What you have to do →
Take the data that follows and retype it word for word.

[Data for this task — start]

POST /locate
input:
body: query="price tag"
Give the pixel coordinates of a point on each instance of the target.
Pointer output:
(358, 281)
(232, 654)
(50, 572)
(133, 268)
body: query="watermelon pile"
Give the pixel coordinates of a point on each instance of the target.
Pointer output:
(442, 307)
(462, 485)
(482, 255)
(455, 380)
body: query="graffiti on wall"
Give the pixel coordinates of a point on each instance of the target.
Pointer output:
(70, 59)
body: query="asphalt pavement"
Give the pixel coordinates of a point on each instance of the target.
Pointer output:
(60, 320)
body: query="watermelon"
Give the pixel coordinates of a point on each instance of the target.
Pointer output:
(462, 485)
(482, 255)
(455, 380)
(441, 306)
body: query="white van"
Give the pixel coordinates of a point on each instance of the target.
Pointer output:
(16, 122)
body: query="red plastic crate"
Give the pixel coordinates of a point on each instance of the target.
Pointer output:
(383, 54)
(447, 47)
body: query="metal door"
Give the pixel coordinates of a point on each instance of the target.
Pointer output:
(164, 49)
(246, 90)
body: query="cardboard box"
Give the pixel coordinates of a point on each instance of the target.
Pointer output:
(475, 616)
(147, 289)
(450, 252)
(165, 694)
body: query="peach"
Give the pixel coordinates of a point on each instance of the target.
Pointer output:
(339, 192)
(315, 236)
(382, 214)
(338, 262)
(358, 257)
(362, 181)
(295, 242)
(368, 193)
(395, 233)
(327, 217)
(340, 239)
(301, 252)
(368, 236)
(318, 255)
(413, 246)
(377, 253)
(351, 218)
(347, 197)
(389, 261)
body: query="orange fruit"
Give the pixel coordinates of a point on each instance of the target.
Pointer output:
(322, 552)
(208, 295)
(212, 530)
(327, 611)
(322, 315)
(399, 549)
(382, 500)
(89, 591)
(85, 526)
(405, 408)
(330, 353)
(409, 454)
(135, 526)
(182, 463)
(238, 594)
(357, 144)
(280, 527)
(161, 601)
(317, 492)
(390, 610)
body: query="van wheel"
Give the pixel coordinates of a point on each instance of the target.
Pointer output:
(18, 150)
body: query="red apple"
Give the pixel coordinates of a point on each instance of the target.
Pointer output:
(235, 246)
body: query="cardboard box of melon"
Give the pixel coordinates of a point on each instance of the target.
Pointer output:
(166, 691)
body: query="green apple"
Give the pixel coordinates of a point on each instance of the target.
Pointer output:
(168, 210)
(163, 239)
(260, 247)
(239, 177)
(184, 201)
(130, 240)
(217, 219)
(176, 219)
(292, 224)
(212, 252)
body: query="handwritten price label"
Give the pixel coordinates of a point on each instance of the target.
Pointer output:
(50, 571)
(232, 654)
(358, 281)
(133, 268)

[Data for this task — finish]

Answer →
POST /locate
input:
body: query="price tag"
Give the pixel coordinates of a point on each instance of the target.
Pointer output:
(358, 281)
(232, 654)
(50, 572)
(133, 268)
body: query="watermelon pile"
Give the pixel coordinates of a point on each instance of the target.
Pointer output:
(442, 307)
(462, 485)
(482, 255)
(455, 380)
body: query="graffiti on wall"
Give the pixel coordinates of a point on each instance of the target.
Pointer output:
(70, 59)
body: query="asphalt pavement"
Give the pixel coordinates of a point on each instance of the target.
Pointer output:
(60, 320)
body: query="watermelon"
Give the pixel coordinates of a point on each instance of the target.
Pointer output:
(462, 485)
(482, 255)
(455, 380)
(441, 306)
body: query="white van"
Give the pixel coordinates of a point on each instance of the target.
Pointer output:
(16, 122)
body: query="red plastic crate"
Give the pixel coordinates of a point on each instance of the target.
Pointer output:
(383, 54)
(447, 47)
body: query="metal door"
Give the pixel coordinates of a point on each instance of the target.
Pointer output:
(164, 49)
(246, 90)
body: query="cardboard box"
Give the pixel coordinates of a point on each instance of the target.
Pointer output:
(475, 616)
(147, 289)
(450, 252)
(165, 694)
body: query="peach"
Give the pixel coordinates of a point on each instance of the target.
Pointer output:
(339, 192)
(315, 236)
(382, 214)
(338, 262)
(358, 257)
(362, 181)
(295, 242)
(368, 193)
(395, 233)
(327, 217)
(340, 239)
(301, 252)
(368, 236)
(318, 255)
(413, 246)
(377, 253)
(351, 218)
(347, 197)
(389, 261)
body: query="orange fruit"
Give the pixel coordinates of a point on each instance of the target.
Pointer output:
(322, 552)
(208, 295)
(212, 530)
(327, 611)
(322, 315)
(399, 549)
(382, 500)
(89, 591)
(85, 526)
(405, 408)
(330, 353)
(409, 454)
(135, 526)
(182, 463)
(238, 594)
(357, 144)
(280, 527)
(161, 601)
(317, 492)
(390, 610)
body: query="van wheel"
Give the pixel coordinates of a point on each instance of the target.
Pointer output:
(18, 150)
body: query="red apple"
Give the pixel coordinates of a point on each instance of the target.
Pointer output:
(235, 246)
body: query="cardboard box of melon"
Give the pixel coordinates of a point on each instance of the target.
Pointer output:
(166, 691)
body: query="green apple"
Give the pixel coordinates of a point on each instance of the target.
Pointer output:
(168, 210)
(163, 239)
(260, 247)
(239, 177)
(184, 201)
(130, 240)
(217, 219)
(176, 219)
(292, 224)
(212, 252)
body: query="handwritten price label"
Give the pixel coordinates of a point on each instance of the target.
Pointer output:
(50, 571)
(232, 654)
(358, 281)
(133, 268)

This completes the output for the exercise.